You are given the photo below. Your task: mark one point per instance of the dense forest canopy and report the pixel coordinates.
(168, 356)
====
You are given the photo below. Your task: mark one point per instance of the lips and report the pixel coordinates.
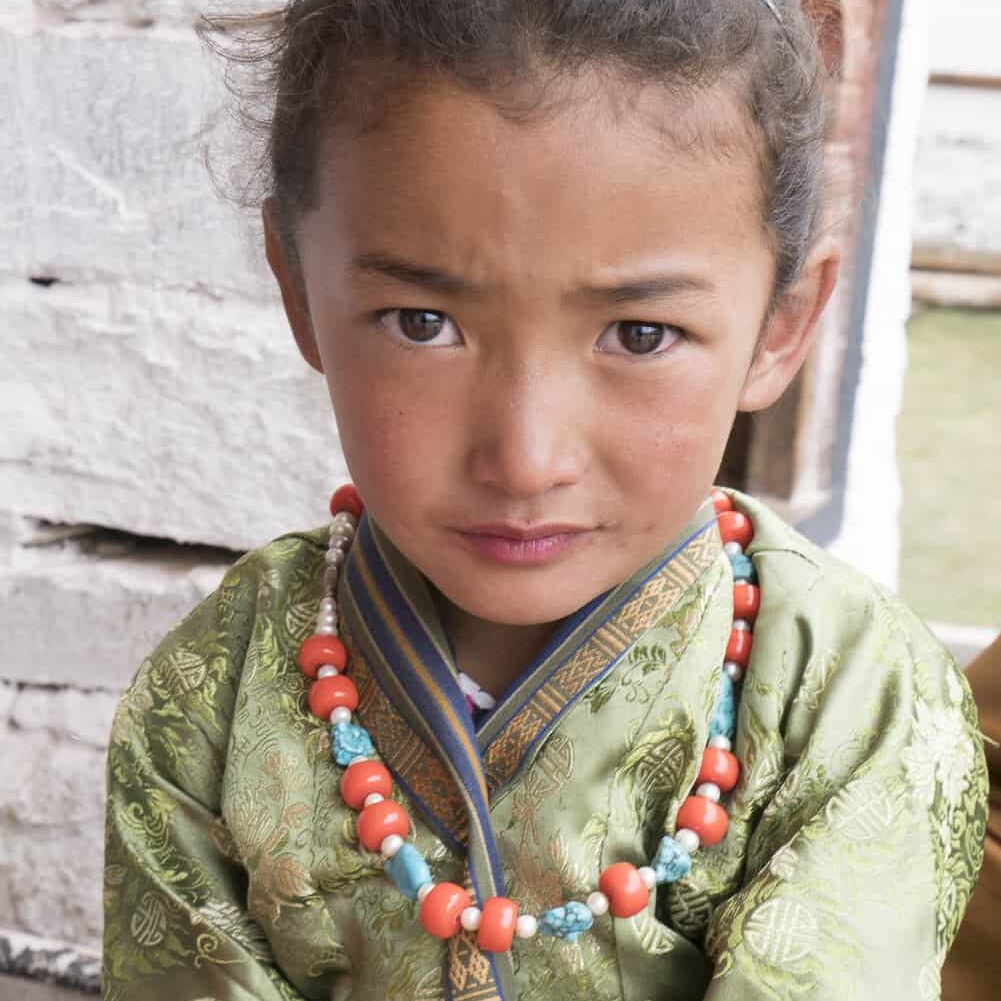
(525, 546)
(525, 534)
====
◆ **Instructions for the task**:
Gather every line in the entries above that contains the word "pixel", matching case exactly.

◆ **The reply**:
You are given the photo below. Your task: mark one point per instance of the dense forest canopy and report the pixel coordinates.
You are given the photo below. Your task: mark one point per instance of the lips and report the pixel coordinates.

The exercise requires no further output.